__Exercise set__
1. Reproduce word for word the part of the article on decentralized trial oversight from "The authors, from" to "often be required.".
2. Continue the article on decentralized drug trials, picking up right after its final sentence.

Top of Source extract

Oversight is still the biggest challenge in decentralized and hybrid studies according to research, which says training and up front risk assessment are vital for CROs and sponsors running site-free and hybrid drug trials.
The study – published in Therapeutic Innovation and Regulatory Science – looked at trends in drug research and found that although decentralized studies can help increase participation – by, for example, reducing the travel burden on participants – oversight can be difficult.
The authors, from the US Food and Drug Administration (FDA), Center for Drug Evaluation and Research (CDER), Office of Medical Policy, write “Despite the benefits of decentralized trials, there are challenges. For example, coordination of trial activities with individuals and facilities in multiple locations that are not traditional trial sites” will often be required.
“Also, sponsors and investigators must ensure supervision of those delegated to perform trial-related activities, such as local health care professionals (HCPs) performing physical exams or providing drug infusion services.”
To address such issues, the authors write, sponsors and contract research organization (CRO) usually develop specific plans to facilitate decentralization, which detail patients visit schedules, distribution of trial supplies and how local facilities and labs should be used in the study.

Bottom of Source extract
Top of Listed entries

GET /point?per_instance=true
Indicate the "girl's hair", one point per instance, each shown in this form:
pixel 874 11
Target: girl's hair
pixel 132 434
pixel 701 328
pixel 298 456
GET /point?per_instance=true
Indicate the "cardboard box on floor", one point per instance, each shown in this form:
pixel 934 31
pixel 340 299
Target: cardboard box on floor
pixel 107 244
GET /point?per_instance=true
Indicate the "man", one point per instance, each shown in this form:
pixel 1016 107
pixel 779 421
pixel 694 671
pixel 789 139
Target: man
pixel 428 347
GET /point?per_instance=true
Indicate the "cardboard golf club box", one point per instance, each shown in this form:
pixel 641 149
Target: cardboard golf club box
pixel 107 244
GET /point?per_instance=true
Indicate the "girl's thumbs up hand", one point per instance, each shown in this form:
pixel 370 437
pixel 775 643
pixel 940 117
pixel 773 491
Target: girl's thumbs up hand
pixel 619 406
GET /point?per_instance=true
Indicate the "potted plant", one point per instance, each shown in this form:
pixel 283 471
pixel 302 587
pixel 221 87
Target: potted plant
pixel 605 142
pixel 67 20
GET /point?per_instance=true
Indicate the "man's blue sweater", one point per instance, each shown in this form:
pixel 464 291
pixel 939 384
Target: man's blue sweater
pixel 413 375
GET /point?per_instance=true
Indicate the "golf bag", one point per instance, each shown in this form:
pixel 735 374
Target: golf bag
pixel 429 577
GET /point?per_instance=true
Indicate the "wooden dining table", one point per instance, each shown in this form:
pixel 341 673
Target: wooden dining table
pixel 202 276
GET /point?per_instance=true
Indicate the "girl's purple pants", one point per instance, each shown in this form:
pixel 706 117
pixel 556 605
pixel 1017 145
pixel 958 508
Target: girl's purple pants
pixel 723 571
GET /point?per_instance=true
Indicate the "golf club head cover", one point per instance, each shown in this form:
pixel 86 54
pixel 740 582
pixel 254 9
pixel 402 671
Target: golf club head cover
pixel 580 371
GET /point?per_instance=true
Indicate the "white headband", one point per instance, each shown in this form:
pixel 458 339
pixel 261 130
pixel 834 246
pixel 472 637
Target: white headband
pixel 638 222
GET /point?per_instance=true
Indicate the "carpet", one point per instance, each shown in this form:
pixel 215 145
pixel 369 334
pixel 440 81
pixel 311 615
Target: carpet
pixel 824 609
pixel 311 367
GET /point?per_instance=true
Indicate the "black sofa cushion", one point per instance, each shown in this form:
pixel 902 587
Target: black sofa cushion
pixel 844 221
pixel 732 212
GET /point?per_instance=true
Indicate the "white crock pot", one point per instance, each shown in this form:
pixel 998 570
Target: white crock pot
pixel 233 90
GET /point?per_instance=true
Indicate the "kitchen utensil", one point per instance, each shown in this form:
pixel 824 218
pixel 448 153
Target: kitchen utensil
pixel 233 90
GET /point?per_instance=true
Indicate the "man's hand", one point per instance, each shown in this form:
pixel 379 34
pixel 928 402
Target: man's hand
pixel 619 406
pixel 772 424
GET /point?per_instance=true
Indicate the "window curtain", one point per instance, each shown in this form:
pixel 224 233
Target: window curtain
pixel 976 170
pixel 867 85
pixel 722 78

Bottom of Listed entries

__Answers by task__
1.
The authors, from the US Food and Drug Administration (FDA), Center for Drug Evaluation and Research (CDER), Office of Medical Policy, write “Despite the benefits of decentralized trials, there are challenges. For example, coordination of trial activities with individuals and facilities in multiple locations that are not traditional trial sites” will often be required.

2.
However, even with such plans, sponsors and CROs need to be certain that the decentralized is appropriate for the specific study.
“Whether trial decentralization is appropriate must be considered when initiating trial design. This decision should most importantly be based upon the assurance of the safety of trial participants and should take the nature of the IP into account.”
For example, the authors suggest that while fully decentralized trials may be appropriate for drugs that are simple to administer and have well-characterized safety profiles, hybrid studies may be better suited to more complex products.
“Hybrid decentralized trials may be more appropriate in cases where the administration of an investigational drug or a complex medical assessment needs to be performed at a clinical trial site and some follow-up assessments could be performed remotely as appropriate.”
The authors go on to say that, ultimately, the success of any decentralized study relies on planning and caution that sponsors and CROs should carefully consider whether the approach is suited to the specific project.
While the benefits of decentralized clinical trials (DCTs), including improved convenience for participants, are apparent, sponsors should be aware of the potential challenges of conducting a DCT as well as understand which trials are appropriate to be conducted in a decentralized fashion.
“Appropriate training, oversight, and up-front risk assessment and management will be key to implementing a DCT successfully,” they write.